Dataset excerpts:
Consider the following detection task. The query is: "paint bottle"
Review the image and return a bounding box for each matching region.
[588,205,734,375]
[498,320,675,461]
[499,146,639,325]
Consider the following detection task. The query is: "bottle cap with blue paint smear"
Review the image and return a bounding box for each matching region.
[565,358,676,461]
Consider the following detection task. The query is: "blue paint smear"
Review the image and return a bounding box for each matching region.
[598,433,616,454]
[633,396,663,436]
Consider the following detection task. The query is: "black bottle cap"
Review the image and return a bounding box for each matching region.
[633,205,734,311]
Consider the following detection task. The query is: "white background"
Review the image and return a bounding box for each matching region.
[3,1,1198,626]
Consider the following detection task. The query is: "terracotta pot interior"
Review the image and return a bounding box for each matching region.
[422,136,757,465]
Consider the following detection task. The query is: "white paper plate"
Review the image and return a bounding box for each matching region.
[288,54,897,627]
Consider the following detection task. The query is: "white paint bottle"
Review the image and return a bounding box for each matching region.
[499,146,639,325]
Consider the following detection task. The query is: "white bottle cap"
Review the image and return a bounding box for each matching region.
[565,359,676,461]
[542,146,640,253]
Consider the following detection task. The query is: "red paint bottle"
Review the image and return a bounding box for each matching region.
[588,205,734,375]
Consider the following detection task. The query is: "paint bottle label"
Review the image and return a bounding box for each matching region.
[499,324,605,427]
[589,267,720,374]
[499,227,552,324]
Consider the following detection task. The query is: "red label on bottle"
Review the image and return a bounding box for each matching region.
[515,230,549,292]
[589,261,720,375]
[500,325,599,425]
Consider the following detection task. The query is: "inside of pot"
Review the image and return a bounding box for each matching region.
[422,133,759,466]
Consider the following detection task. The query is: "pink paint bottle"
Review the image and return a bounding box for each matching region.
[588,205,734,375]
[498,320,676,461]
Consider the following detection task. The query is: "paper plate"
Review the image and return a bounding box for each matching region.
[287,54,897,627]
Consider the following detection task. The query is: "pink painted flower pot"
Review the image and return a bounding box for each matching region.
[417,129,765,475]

→ Task item:
Could you transcribe the records in full, exactly?

→ Solution to this task:
Consider the following detection task. The query is: "paint bottle"
Review the image and return a bounding box for each matching region.
[588,205,734,375]
[498,320,675,461]
[499,146,639,325]
Consider the following detection task. The query is: "bottle cap with blue paint smear"
Review the image and return a bounding box for each matching region.
[565,358,676,461]
Consider the following detection task. The query is: "blue paint smear"
Review the image and return a bounding box for each matching region.
[598,433,616,454]
[633,396,663,436]
Consider the following detection task. The query is: "black bottle cap"
Review the image and return a bounding box for each matching region.
[633,205,734,311]
Consider the following detection task. The query is: "white background"
Review the image and return a bounding box for each matching region.
[3,1,1198,626]
Consider the following detection task. The query is: "terracotta pot interior"
Review the image and return a bounding box for each matching region.
[422,136,757,465]
Consider the following detection task. The query is: "white paper plate"
Review the image and return a bounding box for each matching region.
[288,54,897,627]
Consider the following detection task. The query is: "white paint bottle"
Review the image and return a bounding box for each matching region.
[499,146,639,325]
Consider the following detection task. The query is: "white bottle cap"
Review the image and return a bounding box for each matching region.
[565,359,676,461]
[542,146,640,253]
Consider the following detection task. The query is: "red paint bottle"
Review the image and return a bounding box for each matching region.
[588,205,734,375]
Consider the following detection task. The query is: "paint bottle label"
Review the image and return a bounding box for each matching region.
[499,324,605,427]
[589,267,720,374]
[499,227,552,324]
Consider the following detection task. The query is: "red label on bottle"
Review the image and return a bounding box for each matching region.
[515,230,549,292]
[589,261,720,375]
[500,325,599,425]
Consider the following detection task. The query is: "inside of pot"
Review the image and return a bounding box for each matching region.
[422,133,759,466]
Consider the following detection task. The query is: "pink paint bottle"
Review the image and return a bounding box for each matching region.
[588,205,734,375]
[498,320,676,461]
Consider the following detection task. The query is: "paper plate"
Review the image and return a bounding box for each matching region.
[287,54,897,627]
Consider the following detection task. The query is: "pink painted flower pot"
Review the image and return a bounding box for each matching region.
[417,129,765,475]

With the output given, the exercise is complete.